*** Available data ***
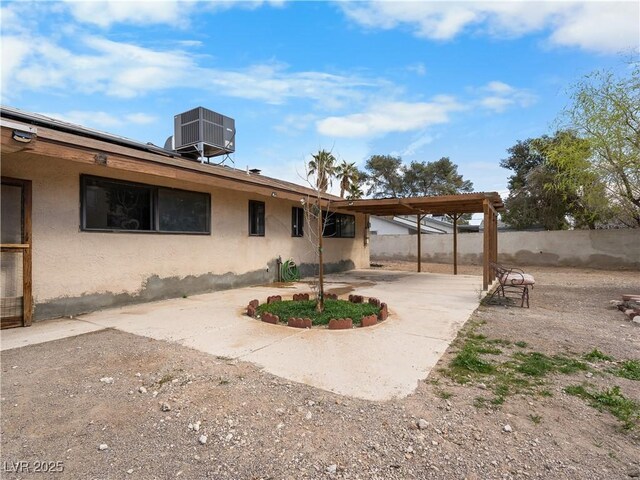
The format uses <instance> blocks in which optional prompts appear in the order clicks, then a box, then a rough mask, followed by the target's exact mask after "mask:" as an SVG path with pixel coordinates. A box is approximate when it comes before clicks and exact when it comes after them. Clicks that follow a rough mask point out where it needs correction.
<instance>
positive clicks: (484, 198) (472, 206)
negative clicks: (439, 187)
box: [333, 192, 504, 215]
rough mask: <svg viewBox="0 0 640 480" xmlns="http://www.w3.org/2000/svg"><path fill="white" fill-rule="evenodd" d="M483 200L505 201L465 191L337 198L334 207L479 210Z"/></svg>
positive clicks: (353, 211) (380, 209) (469, 210)
mask: <svg viewBox="0 0 640 480" xmlns="http://www.w3.org/2000/svg"><path fill="white" fill-rule="evenodd" d="M485 201H486V202H487V204H488V205H489V206H490V207H492V208H493V209H495V210H497V211H500V210H504V203H503V202H502V199H501V198H500V195H499V194H498V193H497V192H477V193H464V194H460V195H440V196H434V197H408V198H380V199H364V200H340V201H337V202H334V203H333V205H334V206H335V207H336V208H339V209H342V210H347V211H351V212H359V213H368V214H371V215H423V214H447V213H449V214H453V213H482V212H483V211H484V205H485Z"/></svg>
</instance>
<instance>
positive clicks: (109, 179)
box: [80, 175, 211, 234]
mask: <svg viewBox="0 0 640 480" xmlns="http://www.w3.org/2000/svg"><path fill="white" fill-rule="evenodd" d="M80 183H81V192H80V194H81V204H82V209H81V211H82V218H81V228H82V230H93V231H107V232H113V231H124V232H127V231H129V232H157V233H160V232H165V233H207V234H208V233H210V211H211V197H210V196H209V194H208V193H201V192H189V191H186V190H177V189H170V188H163V187H156V186H153V185H145V184H142V183H133V182H126V181H122V180H113V179H109V178H101V177H91V176H88V175H82V176H81V181H80Z"/></svg>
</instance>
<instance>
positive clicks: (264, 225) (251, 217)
mask: <svg viewBox="0 0 640 480" xmlns="http://www.w3.org/2000/svg"><path fill="white" fill-rule="evenodd" d="M258 205H261V206H262V232H260V231H258V232H257V233H252V230H251V222H252V220H253V213H254V210H253V208H254V206H258ZM248 213H249V224H248V231H249V236H250V237H264V236H265V234H266V231H267V206H266V204H265V203H264V202H262V201H260V200H249V209H248ZM258 225H259V224H258Z"/></svg>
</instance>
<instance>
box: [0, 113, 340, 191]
mask: <svg viewBox="0 0 640 480" xmlns="http://www.w3.org/2000/svg"><path fill="white" fill-rule="evenodd" d="M0 117H1V118H2V150H3V154H12V153H24V154H37V155H42V156H55V157H57V158H65V159H67V160H71V161H76V162H80V163H89V164H96V163H98V160H97V156H98V155H106V157H102V158H105V162H106V166H107V167H112V168H116V169H119V170H127V171H135V172H138V173H147V174H152V175H159V176H163V177H170V178H176V179H180V180H185V181H190V182H194V183H202V184H207V185H214V186H219V187H221V188H228V189H232V190H243V191H250V192H255V193H257V194H260V195H266V196H274V197H282V198H288V199H291V200H296V201H299V200H301V199H302V198H306V197H316V195H317V192H316V191H315V190H313V189H312V188H308V187H304V186H301V185H297V184H295V183H292V182H287V181H284V180H279V179H276V178H272V177H267V176H265V175H261V174H258V173H253V172H248V171H245V170H239V169H236V168H231V167H227V166H222V165H212V164H207V163H200V162H199V161H197V160H193V159H190V158H188V157H186V156H182V155H181V154H180V153H178V152H175V151H172V150H167V149H164V148H161V147H158V146H157V145H153V144H151V143H142V142H138V141H135V140H131V139H129V138H126V137H121V136H118V135H113V134H110V133H105V132H101V131H99V130H94V129H91V128H87V127H83V126H81V125H75V124H72V123H68V122H64V121H61V120H58V119H54V118H50V117H47V116H44V115H40V114H37V113H31V112H26V111H23V110H19V109H16V108H12V107H8V106H1V107H0ZM20 125H24V126H25V127H26V126H35V130H36V131H37V133H36V137H35V138H34V140H32V141H31V142H29V143H18V142H16V141H15V140H13V139H12V138H11V137H12V132H13V131H14V130H15V129H16V128H18V129H19V128H20ZM100 164H102V165H104V163H100ZM177 172H179V173H177ZM321 198H322V200H323V201H324V202H329V201H331V202H333V201H336V200H340V199H341V198H340V197H337V196H335V195H331V194H328V193H324V194H321Z"/></svg>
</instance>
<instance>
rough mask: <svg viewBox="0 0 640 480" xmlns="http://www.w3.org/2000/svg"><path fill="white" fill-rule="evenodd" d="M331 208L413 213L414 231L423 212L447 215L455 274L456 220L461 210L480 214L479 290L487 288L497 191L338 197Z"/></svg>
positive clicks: (389, 212)
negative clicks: (479, 256) (440, 194)
mask: <svg viewBox="0 0 640 480" xmlns="http://www.w3.org/2000/svg"><path fill="white" fill-rule="evenodd" d="M332 207H333V208H336V209H339V210H346V211H350V212H358V213H364V214H367V215H379V216H389V215H415V216H416V226H417V231H418V232H420V223H421V222H422V219H423V218H424V216H425V215H429V214H431V215H450V216H451V217H452V218H453V274H454V275H457V274H458V219H459V218H460V216H461V215H463V214H465V213H483V214H484V235H483V255H482V265H483V269H482V287H483V289H484V290H487V288H489V285H491V283H492V282H493V279H494V278H495V274H494V273H493V271H492V269H491V268H490V266H489V265H490V262H495V261H496V260H497V258H498V211H501V210H504V203H503V202H502V199H501V198H500V195H498V193H497V192H477V193H466V194H460V195H441V196H435V197H408V198H381V199H364V200H342V201H338V202H332ZM416 236H417V241H418V272H420V271H421V259H422V235H421V234H420V233H418V234H417V235H416Z"/></svg>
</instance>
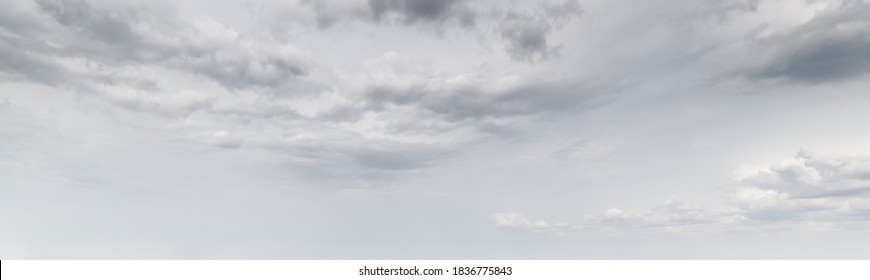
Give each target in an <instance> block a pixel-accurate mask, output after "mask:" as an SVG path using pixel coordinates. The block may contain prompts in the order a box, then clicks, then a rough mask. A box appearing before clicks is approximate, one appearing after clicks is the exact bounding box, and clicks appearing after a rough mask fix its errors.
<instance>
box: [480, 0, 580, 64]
mask: <svg viewBox="0 0 870 280" xmlns="http://www.w3.org/2000/svg"><path fill="white" fill-rule="evenodd" d="M539 9H540V10H539V11H537V12H536V13H533V14H524V13H514V12H511V13H508V14H507V15H506V16H505V17H504V18H503V19H502V20H501V22H500V23H499V25H498V30H497V32H498V34H499V35H500V36H501V37H502V39H504V40H505V41H506V46H505V48H506V50H507V51H508V53H509V54H510V55H511V57H512V58H514V59H516V60H519V61H525V62H534V61H540V60H547V59H549V58H552V57H556V56H558V55H559V47H557V46H550V44H548V43H547V37H548V36H549V35H550V34H551V33H552V32H553V31H554V30H555V29H558V28H559V27H560V26H561V25H562V24H564V22H565V21H566V20H568V19H570V18H571V17H573V16H579V15H580V14H581V12H582V11H581V9H580V5H579V4H577V1H572V0H568V1H566V2H564V3H562V4H559V5H554V4H550V3H545V4H543V5H541V7H540V8H539Z"/></svg>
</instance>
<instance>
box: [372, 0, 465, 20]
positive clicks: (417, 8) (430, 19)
mask: <svg viewBox="0 0 870 280" xmlns="http://www.w3.org/2000/svg"><path fill="white" fill-rule="evenodd" d="M369 8H370V9H371V13H372V17H373V18H374V19H375V20H376V21H389V18H391V16H393V17H395V18H396V19H395V20H398V21H400V22H403V23H406V24H413V23H417V22H432V21H445V20H447V19H455V20H456V21H457V22H458V23H459V24H460V25H462V26H470V25H474V19H475V16H476V15H475V12H474V10H472V9H471V8H470V7H468V5H467V3H465V2H464V1H456V0H446V1H438V0H369Z"/></svg>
*** End of Available data ***
Retype all the data exactly, please, without pictures.

■ Exercise result
The format uses <instance> blocks in which optional prompts appear in the order clicks, then a box, then a rough mask, followed by the target's exact mask after "mask:" as an SVG path with pixel coordinates. A box is approximate when it comes before clicks and exact when it comes after them. Clicks that follow a rough mask point out where it needs correction.
<instance>
positive clicks: (484, 198) (472, 206)
negative clicks: (439, 187)
box: [333, 192, 504, 215]
rough mask: <svg viewBox="0 0 640 480" xmlns="http://www.w3.org/2000/svg"><path fill="white" fill-rule="evenodd" d="M483 200L505 201L465 191L337 198L334 207L479 210Z"/></svg>
positive clicks: (353, 211) (380, 209) (469, 210)
mask: <svg viewBox="0 0 640 480" xmlns="http://www.w3.org/2000/svg"><path fill="white" fill-rule="evenodd" d="M485 201H486V202H487V204H488V205H489V206H490V207H492V208H493V209H495V210H497V211H500V210H504V203H503V202H502V199H501V198H500V195H499V194H498V193H497V192H477V193H464V194H460V195H440V196H434V197H408V198H380V199H364V200H340V201H337V202H334V203H333V205H334V206H335V207H336V208H339V209H342V210H347V211H351V212H359V213H368V214H371V215H423V214H447V213H449V214H453V213H482V212H483V211H484V205H485Z"/></svg>
</instance>
<instance>
positive clicks: (109, 179)
box: [80, 175, 211, 234]
mask: <svg viewBox="0 0 640 480" xmlns="http://www.w3.org/2000/svg"><path fill="white" fill-rule="evenodd" d="M80 183H81V192H80V194H81V204H82V209H81V211H82V218H81V228H82V230H93V231H107V232H113V231H124V232H127V231H129V232H157V233H160V232H165V233H207V234H208V233H210V211H211V197H210V196H209V194H208V193H201V192H189V191H186V190H177V189H170V188H163V187H156V186H153V185H145V184H142V183H133V182H126V181H122V180H113V179H109V178H101V177H91V176H88V175H82V176H81V181H80Z"/></svg>
</instance>
<instance>
positive clicks: (264, 225) (251, 217)
mask: <svg viewBox="0 0 640 480" xmlns="http://www.w3.org/2000/svg"><path fill="white" fill-rule="evenodd" d="M258 205H261V206H262V232H260V231H258V232H257V233H252V230H251V222H252V220H253V213H254V210H253V208H254V206H258ZM248 213H249V224H248V231H249V236H250V237H264V236H265V234H266V231H267V206H266V204H265V203H264V202H262V201H260V200H249V209H248ZM258 225H259V224H258Z"/></svg>
</instance>
<instance>
box: [0, 113, 340, 191]
mask: <svg viewBox="0 0 640 480" xmlns="http://www.w3.org/2000/svg"><path fill="white" fill-rule="evenodd" d="M0 117H1V118H2V150H3V154H12V153H24V154H37V155H42V156H55V157H57V158H65V159H67V160H71V161H76V162H80V163H89V164H96V163H98V160H97V156H98V155H106V157H102V158H105V162H106V166H107V167H112V168H116V169H119V170H127V171H135V172H138V173H147V174H152V175H159V176H163V177H170V178H176V179H180V180H185V181H190V182H194V183H202V184H207V185H214V186H219V187H221V188H228V189H232V190H243V191H250V192H255V193H257V194H260V195H266V196H274V197H282V198H288V199H291V200H296V201H299V200H301V199H302V198H306V197H316V195H317V192H316V191H315V190H313V189H312V188H308V187H304V186H301V185H297V184H295V183H292V182H287V181H284V180H279V179H276V178H272V177H267V176H265V175H261V174H258V173H253V172H248V171H245V170H239V169H236V168H231V167H227V166H222V165H212V164H207V163H200V162H199V161H197V160H193V159H190V158H188V157H186V156H182V155H181V154H180V153H178V152H175V151H172V150H167V149H164V148H161V147H158V146H157V145H153V144H151V143H142V142H138V141H135V140H131V139H129V138H126V137H121V136H118V135H113V134H110V133H105V132H101V131H99V130H94V129H91V128H87V127H83V126H81V125H75V124H72V123H68V122H64V121H61V120H58V119H54V118H50V117H47V116H44V115H40V114H37V113H31V112H26V111H23V110H19V109H16V108H12V107H8V106H1V107H0ZM20 125H24V126H25V127H26V126H35V130H36V131H37V133H36V137H35V138H34V140H32V141H31V142H29V143H18V142H16V141H15V140H13V139H12V138H11V137H12V132H13V131H14V130H15V129H16V128H18V129H19V128H20ZM100 164H102V165H104V163H100ZM177 172H179V173H177ZM321 198H322V200H323V201H324V202H329V201H331V202H333V201H336V200H340V199H341V198H340V197H337V196H335V195H331V194H328V193H324V194H321Z"/></svg>
</instance>
<instance>
rough mask: <svg viewBox="0 0 640 480" xmlns="http://www.w3.org/2000/svg"><path fill="white" fill-rule="evenodd" d="M331 208L413 213L414 231L423 212L447 215L455 274L456 220L461 210L480 214L479 290L487 288L497 191L338 197Z"/></svg>
positive clicks: (389, 212)
negative clicks: (479, 256) (440, 194)
mask: <svg viewBox="0 0 640 480" xmlns="http://www.w3.org/2000/svg"><path fill="white" fill-rule="evenodd" d="M332 207H333V208H336V209H339V210H346V211H350V212H358V213H364V214H367V215H379V216H389V215H415V216H416V226H417V231H418V232H420V223H421V222H422V219H423V218H424V216H425V215H429V214H431V215H450V216H451V217H452V218H453V274H454V275H457V274H458V219H459V218H460V216H461V215H463V214H465V213H483V214H484V235H483V255H482V265H483V269H482V287H483V289H484V290H487V288H489V285H491V283H492V282H493V279H494V278H495V274H494V273H493V271H492V269H491V268H490V266H489V265H490V262H495V261H496V260H497V258H498V211H501V210H504V203H503V202H502V199H501V198H500V195H498V193H497V192H477V193H466V194H460V195H441V196H435V197H408V198H381V199H364V200H342V201H338V202H332ZM416 236H417V241H418V272H420V271H421V259H422V235H421V234H420V233H418V234H417V235H416Z"/></svg>
</instance>
Give each target in an <instance> block a pixel-accurate mask, output after "mask:" as an SVG path using pixel coordinates. The block may contain prompts in the order a box, then clicks, then a rough mask. A box appearing before clicks is approximate, one appearing after clicks is the exact bounding box, and clicks appearing after a rough mask fix its errors.
<instance>
box: [480, 0, 580, 64]
mask: <svg viewBox="0 0 870 280" xmlns="http://www.w3.org/2000/svg"><path fill="white" fill-rule="evenodd" d="M539 9H540V10H539V11H537V12H536V13H533V14H524V13H514V12H511V13H508V14H507V15H506V16H505V17H504V18H503V19H502V20H501V22H500V23H499V25H498V30H497V32H498V34H499V35H500V36H501V37H502V39H504V40H505V41H506V46H505V48H506V50H507V51H508V53H509V54H510V55H511V57H512V58H514V59H516V60H519V61H525V62H534V61H540V60H547V59H549V58H552V57H556V56H558V55H559V47H557V46H550V44H548V43H547V37H548V36H549V35H550V34H551V33H552V32H553V31H554V30H555V29H558V28H559V27H560V26H561V25H562V24H564V22H565V21H566V20H568V19H570V18H571V17H573V16H579V15H580V14H581V12H582V11H581V9H580V5H579V4H577V1H572V0H568V1H566V2H564V3H562V4H559V5H554V4H550V3H545V4H543V5H541V7H540V8H539Z"/></svg>
</instance>
<instance>
box: [372, 0, 465, 20]
positive clicks: (417, 8) (430, 19)
mask: <svg viewBox="0 0 870 280" xmlns="http://www.w3.org/2000/svg"><path fill="white" fill-rule="evenodd" d="M369 8H370V9H371V13H372V17H373V18H374V19H375V20H376V21H389V18H391V16H393V17H395V18H396V19H395V20H398V21H400V22H403V23H406V24H413V23H417V22H432V21H445V20H447V19H455V20H456V21H457V22H458V23H459V24H460V25H462V26H470V25H474V19H475V16H476V15H475V12H474V10H472V9H471V8H470V7H468V5H467V3H465V2H464V1H456V0H446V1H438V0H369Z"/></svg>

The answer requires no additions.